### AIM 1
Duplicate the stretch of the essay on the Noonday Demon from "Chad Bird /" through "arenas of life?".
### AIM 2
In the essay on the Noonday Demon, how does David Brooks describe acedia?

### DOCUMENT TEXT

Start

A Little Ditty ’Bout Jack and the Desert Monks

In the gallows humor of this thing called Life, it’s usually in the afterglow of […]

Chad Bird / 6.5.19

In the gallows humor of this thing called Life, it’s usually in the afterglow of fulfilling our ultimate dreams that we wake up and ask, “What in the hell was I thinking?” Was it worth delaying marriage, foregoing children, neglecting aging parents and ignoring friendships, to find myself in my late-40s with a career fat with trophies and a heart vacant of every vestige of joy? Or was it worth missing my daughter’s dance recitals, my son’s soccer games, and shuffling into a roommate relationship with my soon-to-be-ex-spouse so I could be The Biggest and Best in other arenas of life?

And you know what really hurts, don’t you? This crushing epiphany happens, almost without exception, only after we’ve squeezed every drop of life out of ourselves to win the coveted gold stars. In the image of David Brooks, we’ve scaled “the first mountain,” only to realize that much — if not most — of what we’ve done was to make ourselves demigods of little winter peaks where a hypothermia of the soul soon sets in.

“Oh, yeah, life goes on, long after the thrill of living is gone.” Sing it, Jack. The thrill of living gradually evaporated in the heat of following our passions, in the odyssey of seeking that Thing that would make us Somebody. And here we are, in the noonday of life, drunk on nostalgia, high on loneliness, slouching with a graying Diane outside a dilapidated Tastee Freez.

These are the familiar haunts of the Noonday Demon. The Christian monks in the deserts of Egypt gave him that moniker centuries ago. He also goes by the name Acedia. In The Second Mountain, David Brooks refers to acedia as “a sluggishness of the soul, like an oven set on warm.” But for that most eminent of theologians, John Mellencamp, it’s simply when the thrill of living is gone.

You see, the Noonday Demon isn’t your typical devil. He’s totally down with being chill. Rather than making you foam at the mouth or glossolalia some ancient curse, he’ll plop down beside you on the couch while you binge-watch Netflix and polish off another bottle or three until you fall asleep, head back, mouth agape, only to wake up to kickstart another pointless, numbing workday designed to make you more money so you can perpetuate the ontological hell of your sad and hopeless existence.

That’s the Noonday Demon, the cheerleader of slow suicides.

There’s an ironic surprise, however, to a life molded by the Noonday Demon. Because precisely here, in the void of our seemingly empty lives, where the shades are drawn and the doors bolted, God drives up in a vintage Cadillac, kicks down our front door, and barges in with a grin on his face and arms full of grocery sacks bulging with the ingredients for a feast.

He does like his grand entrances, this party-loving, life-creating God. At the beginning, when he stood on the verge of a formless and void creation, staring down into the soupy nothingness of an unformed cosmos, he said, “Enough of this nonsense!” and spoke life and light and structure into being. He is the Almighty of verbs, let-there-be-ing this and let-there-be-ing that.

Nor has his modus operandi altered one iota. He still stands on the verge of our formless and void lives, reeking with the detritus of doomed dreams, graffitied with scars and bleeding wounds, where our souls have been flattened like interstate roadkill, and says, “Enough of this nonsense! Here’s a life I can work with anyway.”

End

### DATA EXCERPT
Start

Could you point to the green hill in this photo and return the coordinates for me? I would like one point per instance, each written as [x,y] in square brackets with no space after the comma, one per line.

End

### RESPONSE 1
Chad Bird / 6.5.19

In the gallows humor of this thing called Life, it’s usually in the afterglow of fulfilling our ultimate dreams that we wake up and ask, “What in the hell was I thinking?” Was it worth delaying marriage, foregoing children, neglecting aging parents and ignoring friendships, to find myself in my late-40s with a career fat with trophies and a heart vacant of every vestige of joy? Or was it worth missing my daughter’s dance recitals, my son’s soccer games, and shuffling into a roommate relationship with my soon-to-be-ex-spouse so I could be The Biggest and Best in other arenas of life?

### RESPONSE 2
He describes it as "a sluggishness of the soul, like an oven set on warm."